___ Entries
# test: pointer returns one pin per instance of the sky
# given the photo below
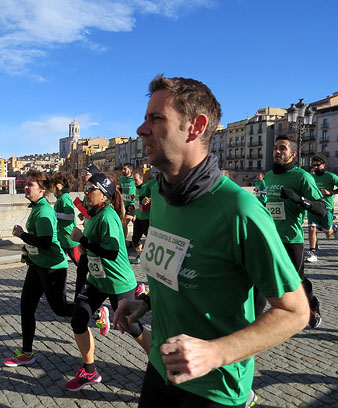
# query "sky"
(93, 61)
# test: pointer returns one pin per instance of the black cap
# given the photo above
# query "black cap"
(104, 184)
(92, 169)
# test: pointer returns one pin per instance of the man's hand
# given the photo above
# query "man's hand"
(287, 193)
(128, 311)
(188, 357)
(76, 234)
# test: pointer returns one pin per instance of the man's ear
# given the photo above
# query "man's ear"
(198, 126)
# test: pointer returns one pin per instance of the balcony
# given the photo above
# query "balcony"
(308, 138)
(255, 143)
(308, 152)
(254, 156)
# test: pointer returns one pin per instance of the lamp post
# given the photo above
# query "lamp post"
(300, 116)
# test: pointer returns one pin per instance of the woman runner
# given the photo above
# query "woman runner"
(65, 214)
(47, 265)
(110, 274)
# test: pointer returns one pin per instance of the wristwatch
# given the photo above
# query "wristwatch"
(145, 298)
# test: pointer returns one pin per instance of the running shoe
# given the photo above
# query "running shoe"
(82, 378)
(135, 261)
(103, 322)
(141, 288)
(315, 317)
(251, 400)
(19, 358)
(310, 256)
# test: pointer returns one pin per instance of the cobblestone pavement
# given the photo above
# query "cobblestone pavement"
(301, 372)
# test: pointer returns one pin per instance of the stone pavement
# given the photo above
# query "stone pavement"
(301, 372)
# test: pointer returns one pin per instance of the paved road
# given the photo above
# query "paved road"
(299, 373)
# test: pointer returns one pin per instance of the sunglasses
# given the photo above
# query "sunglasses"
(89, 189)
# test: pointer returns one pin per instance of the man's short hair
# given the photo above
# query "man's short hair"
(191, 99)
(319, 157)
(292, 141)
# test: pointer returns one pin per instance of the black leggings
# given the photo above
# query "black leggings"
(81, 274)
(156, 393)
(38, 280)
(74, 254)
(90, 299)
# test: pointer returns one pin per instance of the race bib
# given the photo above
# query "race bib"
(95, 267)
(163, 255)
(32, 250)
(137, 203)
(127, 197)
(276, 210)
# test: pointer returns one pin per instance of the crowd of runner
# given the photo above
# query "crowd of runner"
(208, 286)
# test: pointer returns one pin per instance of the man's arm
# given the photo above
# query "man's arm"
(188, 357)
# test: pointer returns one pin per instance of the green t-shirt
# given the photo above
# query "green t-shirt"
(141, 192)
(260, 185)
(127, 188)
(233, 245)
(112, 277)
(327, 181)
(42, 222)
(289, 216)
(64, 204)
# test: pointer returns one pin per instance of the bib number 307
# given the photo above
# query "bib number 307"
(163, 255)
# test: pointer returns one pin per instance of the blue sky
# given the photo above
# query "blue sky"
(93, 61)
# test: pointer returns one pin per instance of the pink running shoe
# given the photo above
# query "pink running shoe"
(82, 378)
(19, 359)
(103, 323)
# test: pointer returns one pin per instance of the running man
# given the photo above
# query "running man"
(201, 261)
(286, 187)
(326, 182)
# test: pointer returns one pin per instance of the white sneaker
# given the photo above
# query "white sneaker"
(310, 256)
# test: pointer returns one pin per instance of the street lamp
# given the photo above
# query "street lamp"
(300, 116)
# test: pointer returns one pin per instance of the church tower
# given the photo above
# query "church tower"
(66, 143)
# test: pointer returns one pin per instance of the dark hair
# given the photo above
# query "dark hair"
(191, 99)
(41, 179)
(319, 157)
(292, 141)
(66, 179)
(116, 198)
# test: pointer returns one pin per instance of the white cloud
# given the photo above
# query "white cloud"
(57, 125)
(30, 28)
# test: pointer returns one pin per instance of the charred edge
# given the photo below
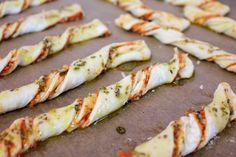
______
Identify every line in the entries above that contains the string "cloud", and copy each of those lines.

# test: pointer returns one pin per instance of the white cloud
# query "white cloud"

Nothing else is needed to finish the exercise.